═══ RECORDS PROVIDED ═══
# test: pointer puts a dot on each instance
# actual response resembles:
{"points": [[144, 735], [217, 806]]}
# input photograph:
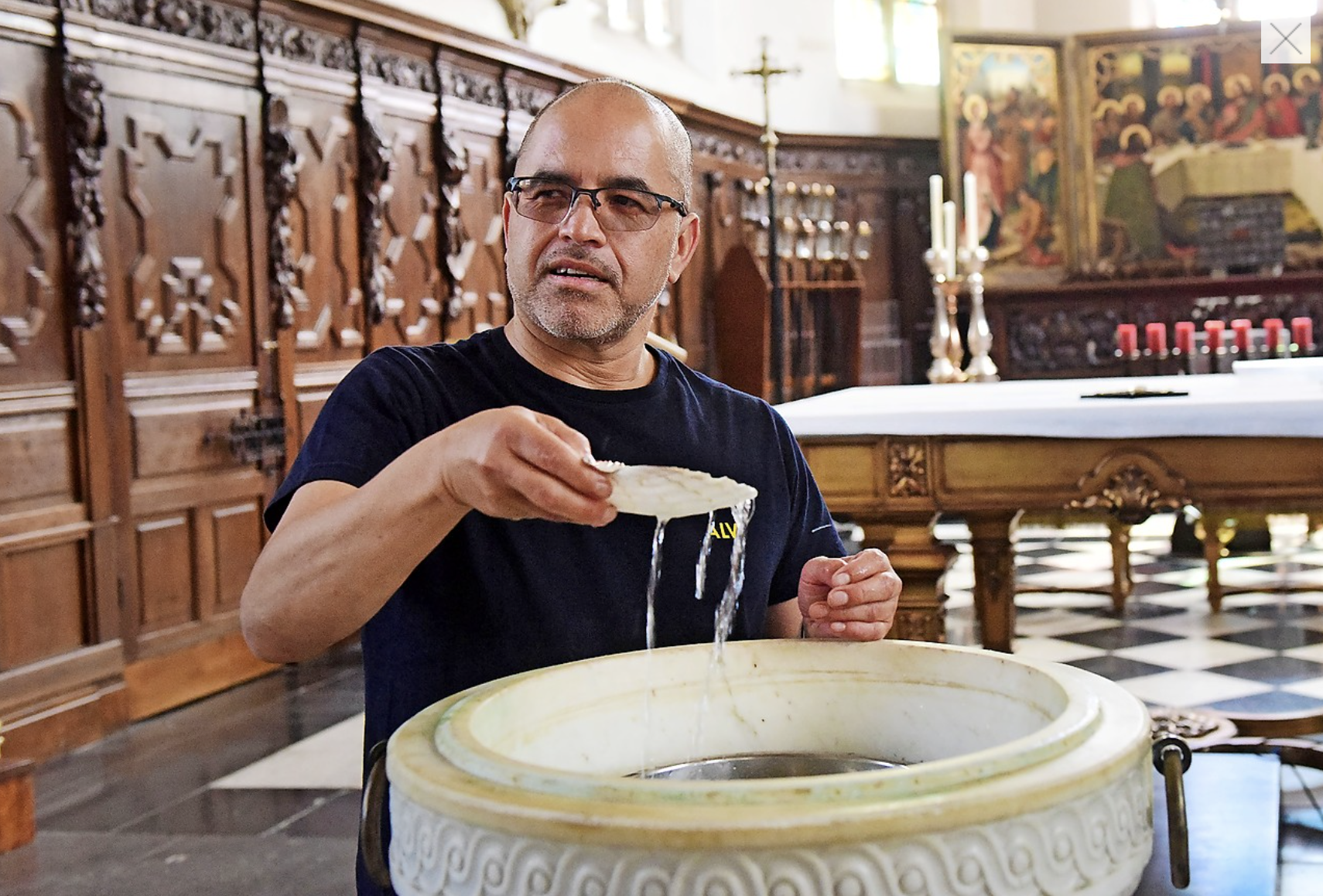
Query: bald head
{"points": [[671, 134]]}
═══
* _EXERCISE PROMPT_
The material above must be reproduced line for line, with the images omitted.

* _REPLY_
# test: pointer puts a dot on each instance
# actual response resembles:
{"points": [[144, 735], [217, 806]]}
# input photograph:
Query: bald head
{"points": [[671, 134]]}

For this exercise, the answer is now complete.